Late to the party.

Thanks Weston for sharing the thoughts around Acero. We are actually a
pretty heavy Acero user right now and are trying to take part in Acero
maintenance and development. Internally we are using Acero for a time
series streaming data processing system.

I would +1 on many of Weston's directions here, in particular to make Acero
extensionable / customizable. IMO Acero might not be the fastest "Arrow
SQL/TPC-H" engine, but the ability to customize it for ordered time series
is a huge/kill feature.

In addition to what Weston has already said, my other two cents is that I
think Acero would benefit from a separation from the Arrow core C++
library, similar to how Arrow Flight is. The main reason is that Arrow core
being such a widely used library, it benefits more from being stable and
Acero being a relatively new and standalone component, benefits more from
fast moving / quick experiment. My colleague and I are working on
https://github.com/apache/arrow/issues/15280 to make this happen.





On Fri, Mar 10, 2023 at 5:59 AM Andrew Lamb <al...@influxdata.com> wrote:

> I don't know much about the Acero user base, but gathering some significant
> term users (e.g. Ballista, Urban Logiq, GreptimeDB, InfluxDB IOx, etc) has
> been very helpful for DataFusion. Not only do such users bring some amount
> of maintenance capacity, but perhaps more relevantly to your discussion
> they bring a focus to the project with their usecases.
>
> With so many possible tradeoffs (e.g. streaming vs larger batch execution
> as you mention above) having people to help focus the choice of project I
> think has served DataFusion well.
>
> If Acero has such users (or potential users) perhaps reaching out to them /
> soliciting their ideas of where they want to see the project go would be a
> valuable focusing exercise.
────────
**COMPLETE THE FOLLOWING**
A - Reproduce the listing word for word, from the line containing "Guideline: one keypoint per instance of the hazy" through the final line of the listing.
B - Carry on the mailing-list post about Acero from the point where it stops.
The Acero post and the listing come from unrelated sources.

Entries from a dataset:
────────
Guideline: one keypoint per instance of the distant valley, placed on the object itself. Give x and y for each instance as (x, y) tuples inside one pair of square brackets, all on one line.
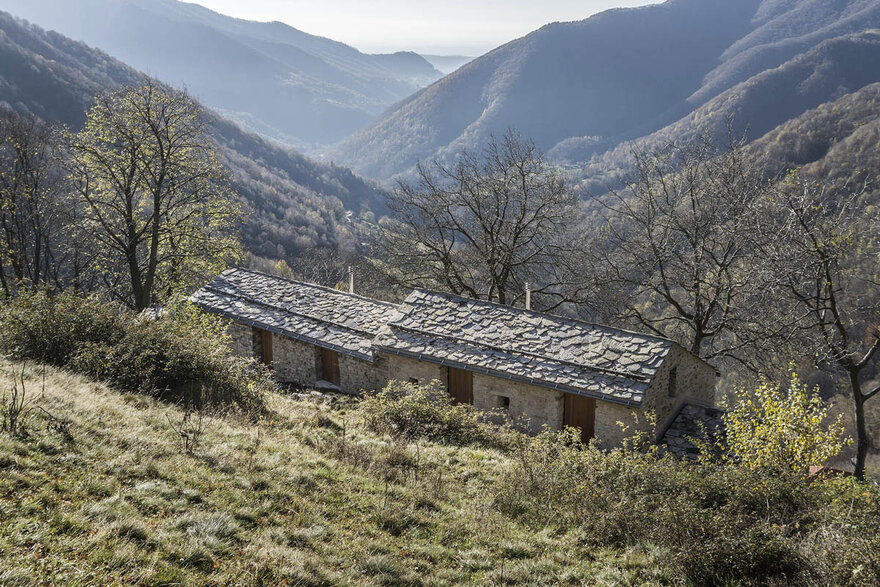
[(588, 91), (296, 203), (298, 89)]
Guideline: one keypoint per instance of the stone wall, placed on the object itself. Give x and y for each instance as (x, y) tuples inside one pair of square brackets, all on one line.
[(694, 383), (357, 375), (531, 407), (406, 369), (294, 361)]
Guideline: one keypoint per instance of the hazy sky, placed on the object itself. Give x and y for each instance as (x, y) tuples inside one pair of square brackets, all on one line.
[(469, 27)]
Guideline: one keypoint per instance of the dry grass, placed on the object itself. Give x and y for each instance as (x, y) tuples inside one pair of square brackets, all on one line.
[(304, 497)]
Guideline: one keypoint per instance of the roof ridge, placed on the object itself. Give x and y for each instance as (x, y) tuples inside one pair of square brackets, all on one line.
[(592, 367), (544, 315), (314, 285), (365, 333)]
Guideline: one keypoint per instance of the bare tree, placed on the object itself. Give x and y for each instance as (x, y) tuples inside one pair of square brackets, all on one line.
[(32, 204), (156, 200), (485, 225), (823, 257), (672, 251)]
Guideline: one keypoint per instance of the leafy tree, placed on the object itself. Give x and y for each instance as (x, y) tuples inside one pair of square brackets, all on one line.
[(822, 258), (157, 202), (485, 225), (672, 251), (33, 223), (776, 428)]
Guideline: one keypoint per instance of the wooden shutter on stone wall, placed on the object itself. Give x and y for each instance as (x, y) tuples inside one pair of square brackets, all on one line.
[(330, 366), (268, 351), (461, 385), (580, 412)]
────────
**SOLVED TASKS**
A -
Guideline: one keypoint per instance of the hazy sky, placed on the object itself. Give x and y for each instance as (x, y) tuples inside one pair of square brackets, all on one line.
[(469, 27)]
Guideline: one keypoint per instance of the dry grass, placed on the object itself. Give x and y for each instance as (x, y) tuples inside one pair of square brackets, all on one line.
[(304, 497)]
Guideline: one keypoint per instance of the roof ridge, placed on the object itself. Give x and y for each instance as (x, y) tuples inside one pair of square brackets, all on one line.
[(592, 367), (544, 315), (314, 285), (365, 333)]
Guideline: one keypoint per instance of the bare tree, placed on the object itself. Give x and y for each instance as (x, y) tuples inside one pair of square brackets, all on one line.
[(32, 204), (156, 200), (485, 225), (823, 257), (672, 251)]
Guideline: one keypoint per instance of the leafy tree, placed on the object itself. Give x and y for each instance as (x, y) tuples inside one pair of square brackets, all on one line.
[(822, 258), (157, 202), (485, 225), (672, 251), (33, 223), (776, 428)]
Guideline: one keypoint per instance of the wooden shutter on stone wall, placed on the object itself. Give x and y for each instance as (x, y) tuples inside one pair of square brackets, all on one line.
[(330, 366), (268, 351), (461, 385), (580, 412)]

B -
>
> Andrew
>
> On Thu, Mar 9, 2023 at 6:35 PM Aldrin <akmon...@ucsc.edu.invalid> wrote:
>
> > Thanks for sharing! There are a variety of things that I didn't know
> about
> > (such as ExecBatchBuilder) and it's interesting to hear about the
> > performance challenges.
> >
> > How much would future substrait work involve integration with Acero? I'm
> > curious how much more support of substrait is seen as valuable (should be
> > prioritized) or
> > if additional support is going to be "as-needed". Note that I have a
> > minimal understanding of how "large" substrait is and what proportion of
> it
> > is already supported by
> > Acero.
> >
> > Aldrin Montana
> > Computer Science PhD Student
> > UC Santa Cruz
> >
> >
> > On Thu, Mar 9, 2023 at 12:33 PM Antoine Pitrou <anto...@python.org>
> wrote:
> >
> > >
> > > Just a reminder for those following other implementations of Arrow,
> that
> > > Acero is the compute/execution engine subsystem baked into Arrow C++.
> > >
> > > Regards
> > >
> > > Antoine.
> > >
> > >
> > > Le 09/03/2023 à 21:20, Weston Pace a écrit :
> > > > We are getting closer to another release.  I am thinking about what
> to
> > > work
> > > > on in the next release.  I think it is a good time to have a
> discussion
> > > > about Acero in general.  This is possibly also of interest to those
> > > working
> > > > on pyarrow or r-arrow as these libraries rely on Acero for various
> > > > functionality.  Apache projects have no single owner and what follows
> > is
> > > > only my own personal opinion and plans.  Still, I will apologize in
> > > advance
> > > > for any lingering hubris or outrageous declarations of fact :)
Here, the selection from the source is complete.